Your Guide to Whole Grains



Disclosure: This post is sponsored by The Quaker Oats Company, but all opinions are our own. Thank you for supporting our work here at Food Heaven!

 

Let’s talk about whole grains.

Believe it or not, most of our clients are confused about what a whole grain is. They’ve heard about whole grains, and know they’re good for us. But they aren’t sure why.

People are also unclear about which grains are considered “whole”. For example, is “whole wheat” a whole grain? (Yep.) Does oatmeal count? (You betcha.) Popcorn? (Yes!) Grits? (No.)

Today, we are providing a guide to whole grains that answers all questions we get from our clients on a regular basis. We want you to feel less confused, and more empowered to make food decisions that work for you.

What exactly is a whole grain?

To put it simply, a whole grain is “whole”. Meaning, it contains all of the naturally occurring parts and nutrients of the entire grain or seed. For example, whole grains contain 100% of the original grain– which includes the bran, germ, and endosperm.

Components of a whole grain:

  1. Bran: Contains fiber, B-vitamins & antioxidants
  2. Germ: Contains B-vitamins, minerals, some protein, & fats
  3. Endosperm: Contains starch, protein, small amounts of vitamins, & minerals

Examples of whole grains:

If you’re still wondering what types of foods are whole grains, here are a few examples to look out for on your next shopping trip:

  • Old Fashioned Oats (yep, many people are surprised to learn that oats are in-fact a whole grain)
  • Rye
  • Whole Wheat, including bulgar
  • Corn, including popcorn and corn tortillas made with whole cornmeal
  • Barley
  • Quinoa
  • Teff
  • Whole Grain Rice, including brown, forbidden, black & wild rice

How do I shop for 100% whole grains?

§ **Source information**
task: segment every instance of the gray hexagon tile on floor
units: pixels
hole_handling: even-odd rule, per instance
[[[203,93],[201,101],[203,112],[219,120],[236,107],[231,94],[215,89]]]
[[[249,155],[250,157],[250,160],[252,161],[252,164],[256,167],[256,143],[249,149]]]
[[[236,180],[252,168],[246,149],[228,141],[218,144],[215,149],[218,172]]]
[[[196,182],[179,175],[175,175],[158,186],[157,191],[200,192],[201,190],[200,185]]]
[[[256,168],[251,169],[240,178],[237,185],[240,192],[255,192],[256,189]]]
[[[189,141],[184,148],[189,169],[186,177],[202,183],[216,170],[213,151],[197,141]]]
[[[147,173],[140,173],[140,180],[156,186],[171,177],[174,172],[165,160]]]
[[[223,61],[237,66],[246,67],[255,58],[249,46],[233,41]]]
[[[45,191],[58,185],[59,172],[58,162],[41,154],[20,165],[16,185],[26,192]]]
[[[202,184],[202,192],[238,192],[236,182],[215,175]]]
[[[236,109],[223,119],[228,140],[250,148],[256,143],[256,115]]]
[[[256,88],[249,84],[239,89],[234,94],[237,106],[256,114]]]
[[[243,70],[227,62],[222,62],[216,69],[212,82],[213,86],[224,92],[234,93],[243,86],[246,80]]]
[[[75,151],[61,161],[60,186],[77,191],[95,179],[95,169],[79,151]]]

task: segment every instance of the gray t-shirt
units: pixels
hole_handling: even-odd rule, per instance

---

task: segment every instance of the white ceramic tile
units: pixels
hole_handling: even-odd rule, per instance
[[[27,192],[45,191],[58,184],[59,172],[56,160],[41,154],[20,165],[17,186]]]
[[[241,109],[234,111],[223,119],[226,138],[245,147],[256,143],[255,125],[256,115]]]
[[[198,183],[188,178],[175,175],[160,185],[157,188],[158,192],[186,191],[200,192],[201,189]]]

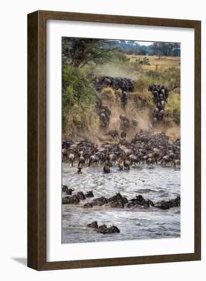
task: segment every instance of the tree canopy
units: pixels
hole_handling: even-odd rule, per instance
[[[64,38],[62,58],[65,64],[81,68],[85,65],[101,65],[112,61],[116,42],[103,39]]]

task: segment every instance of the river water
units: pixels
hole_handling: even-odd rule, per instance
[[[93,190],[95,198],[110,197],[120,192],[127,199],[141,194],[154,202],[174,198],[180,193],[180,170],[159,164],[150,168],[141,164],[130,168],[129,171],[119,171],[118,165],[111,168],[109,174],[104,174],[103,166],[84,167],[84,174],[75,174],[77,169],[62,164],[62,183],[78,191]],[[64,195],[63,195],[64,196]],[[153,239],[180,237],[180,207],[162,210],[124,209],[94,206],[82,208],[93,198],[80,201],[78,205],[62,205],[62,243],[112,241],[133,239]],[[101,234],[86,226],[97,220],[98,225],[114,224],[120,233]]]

...

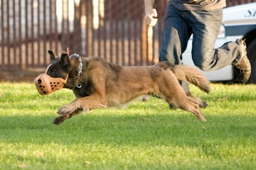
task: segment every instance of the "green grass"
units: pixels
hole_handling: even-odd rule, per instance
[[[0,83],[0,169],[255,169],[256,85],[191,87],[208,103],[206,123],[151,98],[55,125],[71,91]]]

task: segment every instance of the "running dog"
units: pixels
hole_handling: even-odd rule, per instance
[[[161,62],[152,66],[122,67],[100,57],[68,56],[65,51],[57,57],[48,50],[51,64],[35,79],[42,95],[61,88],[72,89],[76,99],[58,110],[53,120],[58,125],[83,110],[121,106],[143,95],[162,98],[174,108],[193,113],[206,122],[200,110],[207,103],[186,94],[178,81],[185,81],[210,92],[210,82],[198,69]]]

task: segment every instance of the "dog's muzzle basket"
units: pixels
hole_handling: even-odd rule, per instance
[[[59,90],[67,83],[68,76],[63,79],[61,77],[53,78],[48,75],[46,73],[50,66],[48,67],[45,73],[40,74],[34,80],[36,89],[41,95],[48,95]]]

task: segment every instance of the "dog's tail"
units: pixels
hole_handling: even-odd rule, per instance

§ **Work task 1**
Using the whole grains guide, explain in one to three sentences why it was written to answer the questions it covers.
§ **Work task 2**
Please quote everything from "Components of a" down to "a whole grain)" in the whole grains guide.
§ **Work task 3**
According to the whole grains guide, what three parts of the original grain does a whole grain include?
The records come from a different source than the whole grains guide.

§ **Expected output 1**
Most of the writers' clients are confused about what a whole grain is, why whole grains are good for them, and which grains count as "whole." The guide answers the questions clients regularly ask so readers feel less confused and more empowered to make food decisions that work for them.

§ **Expected output 2**
Components of a whole grain:

  1. Bran: Contains fiber, B-vitamins & antioxidants
  2. Germ: Contains B-vitamins, minerals, some protein, & fats
  3. Endosperm: Contains starch, protein, small amounts of vitamins, & minerals

Examples of whole grains:

If you’re still wondering what types of foods are whole grains, here are a few examples to look out for on your next shopping trip:

  • Old Fashioned Oats (yep, many people are surprised to learn that oats are in-fact a whole grain)

§ **Expected output 3**
The bran, germ, and endosperm.